▸ TEXTE EXTRAIT
◆ ◆ ◆ ◆ ◆

950. ORGANISATION. Une loi du 18 mars 1806 avait décidé l'établissement à Lyon d'un conseil de prud'hommes dont elle réglait la composition et les fonctions. Le mode de nomination des membres du conseil devait être fixé par un règlement d'administration publique (1). La loi permettait, en outre,au Gouvernement d'établir un conseil de prud'hommes dans d'autres villes de fabrique, s'il le jugeait convenable : la composition de ces conseils pouvait être différente selon les lieux, mais leurs attributions devaient être les mêmes (2). Le 11 juin 1809, le Gouvernement décréta sur le mode de nomination des conseils, un règlement général qui précisait en même temps les détails d'exécution de la loi organique. Un avis du Conseil d'Etat en date du 20 février 1810 donna une nouvelle rédaction à ce règlement.

Comme beaucoup de règlements de l'époque (3), ce règlement avait déjà empiété sur les attributions du pouvoir législatif. Des empiètements plus importants résultèrent des décrets du 3 août et du 5 septembre 1810 qui vinrent préciser à plusieurs égards et étendre à d'autres les pouvoirs de juridiction des conseils de prud'hommes.

951. Il ne fut établi dans les départements belges sous l'Empire que deux conseils de prud'hommes: celui de Gand érigé par un décret du 28 août 1810, et celui de Bruges érigé par un décret du 1er mars 1813. Leur ressort coïncidait avec celui du tribunal de commerce des mêmes villes (4).

◆ ◆ ◆ ◆ ◆

▸ TRAVAIL À FAIRE
1. Dites si chacune des affirmations suivantes concorde avec le texte sur les conseils de prud'hommes, en répondant par oui ou par non et en citant les mots du texte qui le montrent. (a) La loi du 18 mars 1806 fixait elle-même le mode de nomination des membres du conseil de Lyon. (b) Les conseils créés dans d'autres villes de fabrique pouvaient avoir une composition différente, mais devaient avoir les mêmes attributions. (c) Sous l'Empire, trois conseils de prud'hommes furent établis dans les départements belges.
2. Rédigez la suite du texte sur les conseils de prud'hommes, à partir de sa dernière phrase.

▸ DONNÉES FOURNIES

◆ ◆ ◆ ◆ ◆

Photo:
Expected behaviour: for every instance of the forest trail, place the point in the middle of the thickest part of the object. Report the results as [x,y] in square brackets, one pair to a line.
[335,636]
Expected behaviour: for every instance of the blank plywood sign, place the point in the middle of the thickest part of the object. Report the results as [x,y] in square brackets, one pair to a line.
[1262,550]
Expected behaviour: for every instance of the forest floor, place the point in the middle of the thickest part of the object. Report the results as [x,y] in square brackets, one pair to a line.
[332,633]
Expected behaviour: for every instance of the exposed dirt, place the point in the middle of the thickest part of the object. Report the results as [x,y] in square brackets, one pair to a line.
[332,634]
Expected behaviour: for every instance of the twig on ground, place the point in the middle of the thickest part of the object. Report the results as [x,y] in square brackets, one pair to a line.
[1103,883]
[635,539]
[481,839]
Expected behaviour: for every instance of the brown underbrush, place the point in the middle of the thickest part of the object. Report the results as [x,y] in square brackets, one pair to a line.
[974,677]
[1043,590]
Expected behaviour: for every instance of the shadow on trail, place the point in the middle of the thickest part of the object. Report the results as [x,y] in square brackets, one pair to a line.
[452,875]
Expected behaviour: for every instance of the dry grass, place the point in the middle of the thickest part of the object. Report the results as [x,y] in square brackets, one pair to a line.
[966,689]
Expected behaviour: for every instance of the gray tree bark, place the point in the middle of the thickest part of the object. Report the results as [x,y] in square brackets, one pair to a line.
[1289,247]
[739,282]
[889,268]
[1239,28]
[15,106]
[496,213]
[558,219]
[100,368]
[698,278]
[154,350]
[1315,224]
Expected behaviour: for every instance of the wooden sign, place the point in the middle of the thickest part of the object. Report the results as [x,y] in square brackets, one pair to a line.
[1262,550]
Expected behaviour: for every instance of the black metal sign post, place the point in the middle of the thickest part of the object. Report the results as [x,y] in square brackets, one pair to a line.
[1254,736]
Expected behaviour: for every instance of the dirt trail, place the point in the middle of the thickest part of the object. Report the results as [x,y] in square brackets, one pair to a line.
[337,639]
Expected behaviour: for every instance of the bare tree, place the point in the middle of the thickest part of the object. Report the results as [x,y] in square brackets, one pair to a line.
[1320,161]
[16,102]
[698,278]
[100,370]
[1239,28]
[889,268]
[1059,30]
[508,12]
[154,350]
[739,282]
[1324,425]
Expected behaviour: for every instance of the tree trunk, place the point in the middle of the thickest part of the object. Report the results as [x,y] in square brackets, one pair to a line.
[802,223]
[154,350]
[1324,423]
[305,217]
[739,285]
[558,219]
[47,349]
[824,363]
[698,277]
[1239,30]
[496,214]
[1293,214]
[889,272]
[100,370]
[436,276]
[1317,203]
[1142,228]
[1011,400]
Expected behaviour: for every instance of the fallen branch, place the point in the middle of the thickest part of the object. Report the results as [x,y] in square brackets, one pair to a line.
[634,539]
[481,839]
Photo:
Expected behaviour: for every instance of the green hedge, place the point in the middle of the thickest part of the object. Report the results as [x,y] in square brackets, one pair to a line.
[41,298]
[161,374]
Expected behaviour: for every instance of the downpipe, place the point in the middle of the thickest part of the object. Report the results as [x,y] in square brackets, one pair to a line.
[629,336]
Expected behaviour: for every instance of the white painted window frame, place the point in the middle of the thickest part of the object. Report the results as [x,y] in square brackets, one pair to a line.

◆ ◆ ◆ ◆ ◆

▸ RÉPONSES PAR TÂCHE
1.
(a) Non : « Le mode de nomination des membres du conseil devait être fixé par un règlement d'administration publique ».
(b) Oui : « la composition de ces conseils pouvait être différente selon les lieux, mais leurs attributions devaient être les mêmes ».
(c) Non : « Il ne fut établi dans les départements belges sous l'Empire que deux conseils de prud'hommes ».

2.
(1) Voir le décret du 3 juillet 1806 portant règlement sur le mode de nomination des membres destinés à composer le conseil de prud'hommes de la ville de Lyon. Ce règlement fut modifié par un décret du 8 novembre 1810.

(2) Cfr. les décrets du 20 juin (Rouen) et du 27 septembre 1807 (Nimes), du 2 février (Avignon) et du 1er avril 1808 (Aix-la-Chapelle), du 7 août 1810 (Roubaix), etc. Bulletin des lois et Coll. HUYGHE, t. V, VI, VII, XJ, etc.

(3) Voir plus haut, no 827.

(4) Coll. HUYGHE, t. XI, p. 24, et t. XVII, p. 56.

952. Composition. Les conseils de prud'hommes se composaient de cinq à quinze membres dont les uns devaient être pris parmi les marchands-fabricants et les autres " parmi les chefs d'atelier, contre-maîtres ou principaux ouvriers.. C'était une des prescriptions formelles de la loi du 18 mars 1806 que la majorité des membres appartînt au groupe patronal. “ Afin de remplacer, disait l'art. 18 du décret du 11 juin 1809, les prud'hommes qui viendraient à mourir ou à donner leur démission pendant l'exercice de leurs fonctions, il sera nommé deux suppléants, l'un d'eux devait être choisi parmi les patrons, l'autre parmi les ouvriers.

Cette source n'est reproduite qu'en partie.